DIRECTIONS: Copy out the data below verbatim.

DATASET ROWS:
________________________

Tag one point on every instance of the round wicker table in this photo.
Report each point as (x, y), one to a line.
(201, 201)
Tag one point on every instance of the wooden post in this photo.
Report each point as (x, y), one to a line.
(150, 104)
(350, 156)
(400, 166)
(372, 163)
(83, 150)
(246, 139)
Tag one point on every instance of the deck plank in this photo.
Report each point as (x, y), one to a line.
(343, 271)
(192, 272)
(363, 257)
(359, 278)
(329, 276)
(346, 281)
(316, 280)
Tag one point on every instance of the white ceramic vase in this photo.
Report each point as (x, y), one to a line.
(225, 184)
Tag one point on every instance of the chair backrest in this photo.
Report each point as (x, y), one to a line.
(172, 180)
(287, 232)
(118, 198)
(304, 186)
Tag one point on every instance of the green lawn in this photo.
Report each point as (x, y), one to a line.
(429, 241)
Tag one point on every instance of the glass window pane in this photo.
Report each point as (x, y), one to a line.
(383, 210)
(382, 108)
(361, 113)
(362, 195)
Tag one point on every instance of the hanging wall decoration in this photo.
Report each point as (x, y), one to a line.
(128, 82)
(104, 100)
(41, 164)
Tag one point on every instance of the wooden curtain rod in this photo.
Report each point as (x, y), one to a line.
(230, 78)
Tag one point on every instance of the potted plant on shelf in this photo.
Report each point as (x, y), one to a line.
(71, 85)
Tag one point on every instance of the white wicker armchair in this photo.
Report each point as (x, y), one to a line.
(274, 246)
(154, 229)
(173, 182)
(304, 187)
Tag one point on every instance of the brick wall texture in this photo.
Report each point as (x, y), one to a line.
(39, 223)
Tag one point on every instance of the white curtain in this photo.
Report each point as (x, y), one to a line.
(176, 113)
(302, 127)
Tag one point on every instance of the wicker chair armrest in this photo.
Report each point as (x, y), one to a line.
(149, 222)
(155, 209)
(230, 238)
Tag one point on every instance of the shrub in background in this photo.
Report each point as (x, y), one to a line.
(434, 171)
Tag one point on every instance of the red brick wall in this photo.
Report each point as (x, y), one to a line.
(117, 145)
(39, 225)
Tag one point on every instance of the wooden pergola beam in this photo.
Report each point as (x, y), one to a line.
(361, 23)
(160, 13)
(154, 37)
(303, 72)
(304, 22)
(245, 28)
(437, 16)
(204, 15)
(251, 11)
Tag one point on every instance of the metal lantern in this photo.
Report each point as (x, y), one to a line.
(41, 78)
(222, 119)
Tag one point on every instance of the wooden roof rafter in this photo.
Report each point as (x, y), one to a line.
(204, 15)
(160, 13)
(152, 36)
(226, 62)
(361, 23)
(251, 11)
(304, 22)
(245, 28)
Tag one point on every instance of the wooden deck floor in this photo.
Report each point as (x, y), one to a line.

________________________

EXERCISE RESULT:
Tag one point on every instance of the round wicker table in this photo.
Report each point as (x, y), one to a line.
(201, 201)
Tag one point on every instance of the wooden post in this photo.
Report each point as (x, y), one to a line.
(150, 104)
(350, 156)
(400, 166)
(372, 163)
(83, 150)
(246, 139)
Tag one point on every instance of the deck plank in this photo.
Report each point as (x, y), one to a line.
(343, 271)
(192, 272)
(363, 257)
(359, 278)
(329, 276)
(346, 281)
(316, 280)
Tag one point on every instance of the white ceramic vase in this photo.
Report each point as (x, y), one to a line.
(225, 184)
Tag one point on every instance of the chair backrest in this photo.
Report each point as (x, y), one to a line.
(172, 180)
(287, 232)
(118, 198)
(304, 186)
Tag one point on every instance of the green lawn in this photo.
Report each point as (x, y), one to a line.
(429, 241)
Tag one point on every instance of the glass window pane in this photo.
Report each point as (x, y), one to a line.
(383, 210)
(382, 108)
(361, 113)
(362, 195)
Tag one point on every instance of the hanging wall decoration in this photo.
Report each point as (x, y), one to a line.
(128, 82)
(104, 100)
(41, 164)
Tag one point on every instance of the wooden curtain rod in this photo.
Report each point as (x, y), one to a line.
(230, 78)
Tag one point on every instance of the potted plant on shelf in this photo.
Report each point as (x, y), one to a line.
(71, 85)
Tag one point on every instance of the white wicker armchair in this photo.
Report each point as (x, y), one to a line.
(274, 246)
(154, 229)
(173, 182)
(304, 187)
Tag one point on every instance of the brick wall texture in this photo.
Report each point as (x, y), one to a line.
(39, 223)
Tag one point on every instance of the white curtain in this photo.
Report each point as (x, y), one to a line.
(176, 113)
(302, 127)
Tag one point on every instance of the wicker chair armrest in this photo.
Report each point as (x, y), one to a line.
(149, 222)
(155, 209)
(230, 238)
Tag one point on every instance of the shrub in background in this photo.
Report each point as (x, y), one to a line.
(434, 171)
Tag one point on every instance of the red brick wall in this photo.
Report each point as (x, y), one to a line.
(117, 145)
(39, 225)
Tag one point on every instance of the wooden pergola beam in this photo.
Report each point as (x, y), one to a line.
(361, 23)
(160, 13)
(154, 37)
(303, 72)
(304, 22)
(245, 28)
(437, 16)
(204, 15)
(251, 11)
Tag one point on every instance of the metal lantern in this photo.
Report each point as (x, y), one to a line.
(41, 78)
(222, 119)
Tag one point on every instance of the wooden roof rafter in this photo.
Report each point as (x, y), one to a line.
(204, 15)
(160, 13)
(152, 36)
(226, 62)
(361, 23)
(251, 11)
(304, 22)
(245, 28)
Tag one point on every instance of the wooden deck floor in this photo.
Report each point as (x, y), one to a line.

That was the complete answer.